OPDRACHT: Geef alle regels hieronder woord voor woord terug, zonder iets te veranderen.

INVOERGEGEVENS:
--*--
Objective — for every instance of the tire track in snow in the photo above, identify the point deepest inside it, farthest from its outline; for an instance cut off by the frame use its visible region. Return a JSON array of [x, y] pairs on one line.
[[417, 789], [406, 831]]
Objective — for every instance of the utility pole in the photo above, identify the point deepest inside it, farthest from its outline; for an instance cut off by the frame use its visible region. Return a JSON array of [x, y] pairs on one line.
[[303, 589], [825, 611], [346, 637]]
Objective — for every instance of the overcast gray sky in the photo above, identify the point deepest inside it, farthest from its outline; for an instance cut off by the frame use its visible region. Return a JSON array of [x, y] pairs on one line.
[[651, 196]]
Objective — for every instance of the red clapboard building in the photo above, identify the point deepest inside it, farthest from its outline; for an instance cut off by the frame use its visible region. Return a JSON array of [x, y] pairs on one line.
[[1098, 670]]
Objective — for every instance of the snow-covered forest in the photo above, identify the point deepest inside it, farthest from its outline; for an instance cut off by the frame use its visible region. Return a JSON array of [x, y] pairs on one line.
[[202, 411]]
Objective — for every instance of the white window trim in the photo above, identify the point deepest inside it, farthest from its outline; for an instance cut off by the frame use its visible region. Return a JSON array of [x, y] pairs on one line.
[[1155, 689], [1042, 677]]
--*--
UITVOER:
Objective — for every instance of the tire track in snow in the photo above, identify the point deepest inside it, farthest from its outline; for an instance cut off by the frame use its visible region. Return a JSON array of [x, y] pairs on one line.
[[417, 789], [406, 831]]
Objective — for every instance of the utility pole in the photo above, identify the point deepest inside it, farthest from its outline; for an instance cut off by the frame use its visible region. Return a JSON array of [x, y] pairs on one line.
[[303, 589], [825, 611], [346, 637]]
Objective — for every instance of the overcast gray sky in the photo above, identify the point deepest inside it, farthest from its outline; for an instance cut off by the frame use its visible region. Return a JSON array of [x, y] pairs on one line.
[[651, 196]]
Objective — for every instance of the red clapboard building in the photo above, identify the point deepest inside it, farthest from its outline; for an instance cut off by the frame use its visible region. Return a JSON array of [x, y] pairs on one line.
[[1098, 670]]
Objective — for every instance of the snow-covered forest in the photo above, identify the point deepest inside it, farthest from its outline; for an instance cut off by the frame use its visible region. Return a JSON array of [x, y] pairs on one line.
[[202, 411]]
Objective — for every instance of the white window trim in the photo above, identify the point deepest inside it, farthest from its outline; for an instance cut off by the frame use its visible region. Return a JSON array of [x, y] pairs on one line.
[[1155, 689], [1042, 677]]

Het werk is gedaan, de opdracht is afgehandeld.